ARTICLE:
= = = = =
Management uses non-GAAP financial measures (a) to evaluate the
Company's historical and prospective financial performance as well as
its performance relative to its competitors, (b) to set internal sales
targets and associated operating budgets, (c) to allocate resources,
(d) to measure operational profitability, and (e) as an important
factor in determining variable compensation for Management and its
team members. Moreover, the Company has historically reported these
non-GAAP financial measures as a means of providing consistent and
comparable information with past reports of financial results.
While Management believes these non-GAAP financial measures
provide useful supplemental information to investors, there are
limitations associated with the use of non-GAAP financial measures.
The limitations include (i) the non-GAAP financial measures are not
prepared in accordance with GAAP, are not reported by all of the
Company's competitors, and may not be directly comparable to similarly
titled measures of the Company's competitors due to potential
differences in the exact method of calculation, (ii) the non-GAAP
financial measures exclude restructuring, severance, and other
acquisition integration costs incurred during the periods reported
that will impact future operating results, (iii) the non-GAAP
financial measures exclude certain non-cash amortization of intangible
assets on acquisitions, however, do not specifically exclude the added
benefits of these costs, such as revenue and contributing operating
margin, (iv) the non-GAAP financial measures exclude non-cash
stock-based compensation charges, which is similar to cash
compensation paid to employees and is an integral part of achieving
our operating results, (v) the non-GAAP financial measures exclude
non-cash asset write-up depreciation expense on acquisitions related
to acquisitions made during recent years which is derived from the
book value to fair market value write-up on acquired assets, (vi) the
non-GAAP financial measures exclude historical stock option granting
practice investigation costs, (vii) the non-GAAP financial measures
exclude the non-cash change in fair value of the interest rate swap
which will continue to impact the Company's earnings until the
interest rate swap is settled, (viii) the non-GAAP financial measures
exclude the Italian Operations Adjustment which was a fourth quarter
Fiscal 2006 adjustment that Management believes was an isolated charge
for fourth quarter Fiscal 2006 (the "Italian Operations Adjustment"),
and (ix) there is no assurance the excluded items in the non-GAAP
financial measures will not occur in the future. The Company
compensates for these limitations by using these non-GAAP financial
measures as supplements to GAAP financial measures and by reviewing
the reconciliations of the non-GAAP financial measures to their most
comparable GAAP financial measures.
Non-GAAP financial measures are not in accordance with, or an
alternative for, GAAP. The Company's non-GAAP financial measures are
not meant to be considered in isolation or as a substitute for
comparable GAAP financial measurements, and should be read only in
conjunction with the Company's consolidated financial statements
prepared in accordance with GAAP.
Free Cash Flow
Free cash flow is defined by the Company as cash provided by
operating activities less net capital expenditures, plus proceeds from
stock option exercises, plus or minus foreign currency translation
adjustments. Management's reasons for exclusion of each item are
explained in further detail below.
= = = = =
MATERIAL SHOWN:
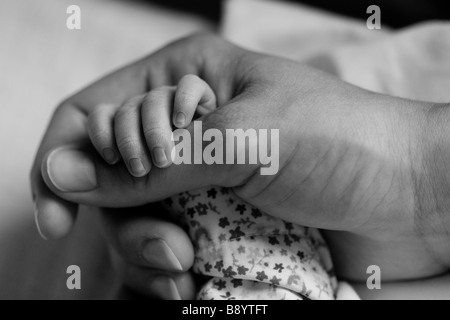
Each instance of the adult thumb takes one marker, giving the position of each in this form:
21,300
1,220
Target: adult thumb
81,176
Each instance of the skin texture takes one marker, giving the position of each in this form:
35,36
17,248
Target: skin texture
369,167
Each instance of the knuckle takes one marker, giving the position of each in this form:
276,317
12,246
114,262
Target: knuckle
128,144
155,136
155,96
184,98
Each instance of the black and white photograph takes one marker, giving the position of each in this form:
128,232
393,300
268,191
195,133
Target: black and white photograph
245,151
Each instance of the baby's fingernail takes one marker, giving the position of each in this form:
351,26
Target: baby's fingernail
137,167
71,171
165,288
180,119
110,155
159,155
36,220
159,255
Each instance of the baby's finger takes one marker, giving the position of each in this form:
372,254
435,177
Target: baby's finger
193,94
156,110
101,132
129,138
160,285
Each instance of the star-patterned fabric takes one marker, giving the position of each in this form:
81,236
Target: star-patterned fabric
250,255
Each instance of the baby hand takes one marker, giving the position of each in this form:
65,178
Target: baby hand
140,131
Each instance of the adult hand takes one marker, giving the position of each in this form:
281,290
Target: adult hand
368,166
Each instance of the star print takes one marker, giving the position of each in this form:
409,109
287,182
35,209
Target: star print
242,270
256,213
275,281
236,233
289,227
229,272
208,267
241,208
287,240
273,241
220,284
219,265
279,267
261,276
191,212
223,222
182,201
202,209
236,283
169,202
212,193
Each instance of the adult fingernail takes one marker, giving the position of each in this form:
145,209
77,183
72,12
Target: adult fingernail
137,167
159,155
159,255
71,171
165,288
36,220
180,119
110,155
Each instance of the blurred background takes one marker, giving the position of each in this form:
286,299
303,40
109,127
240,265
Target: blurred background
42,62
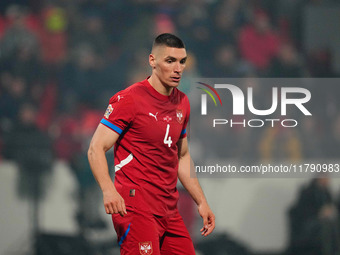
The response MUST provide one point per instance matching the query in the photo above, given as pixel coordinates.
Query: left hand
(208, 219)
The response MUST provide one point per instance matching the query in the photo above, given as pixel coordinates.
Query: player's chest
(159, 125)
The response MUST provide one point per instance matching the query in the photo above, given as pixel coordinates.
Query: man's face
(168, 64)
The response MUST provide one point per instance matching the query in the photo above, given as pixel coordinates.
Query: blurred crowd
(62, 60)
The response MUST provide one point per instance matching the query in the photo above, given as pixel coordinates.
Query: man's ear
(152, 61)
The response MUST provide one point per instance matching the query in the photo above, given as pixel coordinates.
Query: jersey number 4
(167, 138)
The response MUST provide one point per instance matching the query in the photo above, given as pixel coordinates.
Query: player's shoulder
(181, 96)
(129, 93)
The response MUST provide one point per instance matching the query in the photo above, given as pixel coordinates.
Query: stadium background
(61, 61)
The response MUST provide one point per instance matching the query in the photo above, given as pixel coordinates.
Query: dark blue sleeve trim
(110, 125)
(124, 236)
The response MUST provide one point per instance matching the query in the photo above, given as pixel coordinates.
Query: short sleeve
(187, 116)
(119, 113)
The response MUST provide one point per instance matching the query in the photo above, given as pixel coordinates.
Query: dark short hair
(168, 40)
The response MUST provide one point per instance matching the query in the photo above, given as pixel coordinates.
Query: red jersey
(146, 154)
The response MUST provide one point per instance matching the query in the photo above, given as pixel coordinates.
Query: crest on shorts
(179, 116)
(108, 111)
(145, 248)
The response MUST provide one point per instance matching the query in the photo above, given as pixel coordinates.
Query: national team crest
(145, 248)
(179, 116)
(108, 111)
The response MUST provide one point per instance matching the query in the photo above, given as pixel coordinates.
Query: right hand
(114, 203)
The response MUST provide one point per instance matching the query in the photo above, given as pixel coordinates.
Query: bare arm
(102, 140)
(187, 176)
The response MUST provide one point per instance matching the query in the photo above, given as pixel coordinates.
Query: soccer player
(146, 123)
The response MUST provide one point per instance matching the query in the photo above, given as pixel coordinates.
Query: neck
(159, 86)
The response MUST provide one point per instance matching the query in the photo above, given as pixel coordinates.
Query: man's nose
(178, 68)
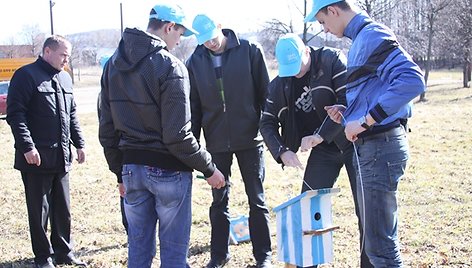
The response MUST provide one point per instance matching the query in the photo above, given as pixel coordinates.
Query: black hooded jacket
(328, 86)
(145, 108)
(232, 124)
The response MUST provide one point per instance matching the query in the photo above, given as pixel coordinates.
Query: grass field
(435, 196)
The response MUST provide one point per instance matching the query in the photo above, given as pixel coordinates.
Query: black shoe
(70, 260)
(47, 264)
(217, 263)
(264, 264)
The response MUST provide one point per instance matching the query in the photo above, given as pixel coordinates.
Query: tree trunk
(467, 69)
(428, 55)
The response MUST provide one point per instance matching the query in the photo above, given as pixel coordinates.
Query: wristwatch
(363, 122)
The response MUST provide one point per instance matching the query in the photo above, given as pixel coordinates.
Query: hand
(80, 155)
(122, 189)
(32, 157)
(290, 159)
(311, 141)
(335, 112)
(352, 129)
(217, 180)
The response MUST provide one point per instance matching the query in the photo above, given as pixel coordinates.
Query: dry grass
(435, 196)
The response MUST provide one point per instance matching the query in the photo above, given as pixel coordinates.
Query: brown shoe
(70, 260)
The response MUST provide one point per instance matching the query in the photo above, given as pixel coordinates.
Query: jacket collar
(47, 67)
(232, 41)
(357, 23)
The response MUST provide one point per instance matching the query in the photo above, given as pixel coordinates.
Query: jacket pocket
(50, 156)
(46, 102)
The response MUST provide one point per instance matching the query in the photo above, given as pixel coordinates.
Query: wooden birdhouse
(305, 228)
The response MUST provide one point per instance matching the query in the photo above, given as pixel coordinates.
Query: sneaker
(264, 264)
(47, 264)
(70, 260)
(217, 263)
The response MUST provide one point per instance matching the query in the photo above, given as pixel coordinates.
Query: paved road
(86, 99)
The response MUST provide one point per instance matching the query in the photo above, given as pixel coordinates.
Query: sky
(75, 16)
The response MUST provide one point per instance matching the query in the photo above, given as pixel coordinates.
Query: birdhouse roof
(307, 194)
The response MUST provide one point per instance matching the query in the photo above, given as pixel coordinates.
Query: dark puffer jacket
(42, 113)
(145, 108)
(328, 87)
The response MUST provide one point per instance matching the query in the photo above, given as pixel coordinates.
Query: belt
(393, 132)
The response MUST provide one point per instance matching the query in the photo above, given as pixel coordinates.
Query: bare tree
(431, 12)
(463, 11)
(34, 38)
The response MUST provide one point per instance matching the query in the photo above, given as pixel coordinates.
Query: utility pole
(121, 16)
(51, 4)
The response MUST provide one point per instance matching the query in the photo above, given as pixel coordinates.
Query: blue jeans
(322, 171)
(154, 194)
(251, 165)
(382, 160)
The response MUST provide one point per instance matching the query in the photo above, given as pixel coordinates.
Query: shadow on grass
(29, 263)
(23, 263)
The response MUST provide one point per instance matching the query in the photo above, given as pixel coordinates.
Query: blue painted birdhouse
(305, 228)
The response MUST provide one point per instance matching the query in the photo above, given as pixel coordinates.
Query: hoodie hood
(134, 46)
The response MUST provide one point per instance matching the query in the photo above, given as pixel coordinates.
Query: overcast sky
(74, 16)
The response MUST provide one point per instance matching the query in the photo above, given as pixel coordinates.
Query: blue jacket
(382, 77)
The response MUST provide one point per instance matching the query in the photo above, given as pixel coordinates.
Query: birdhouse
(305, 228)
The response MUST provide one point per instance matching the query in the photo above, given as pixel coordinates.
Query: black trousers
(47, 196)
(322, 171)
(251, 165)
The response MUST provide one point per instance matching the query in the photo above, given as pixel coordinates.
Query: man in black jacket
(145, 129)
(228, 78)
(309, 79)
(42, 115)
= = = = =
TASK TO CARRY OUT: Repeat word for word the part of the non-GAAP financial measures passage that runs from "Non-GAAP financial measures are not in" up to and including "accordance with GAAP.".

OUTPUT:
Non-GAAP financial measures are not in accordance with, or an
alternative for, GAAP. The Company's non-GAAP financial measures are
not meant to be considered in isolation or as a substitute for
comparable GAAP financial measurements, and should be read only in
conjunction with the Company's consolidated financial statements
prepared in accordance with GAAP.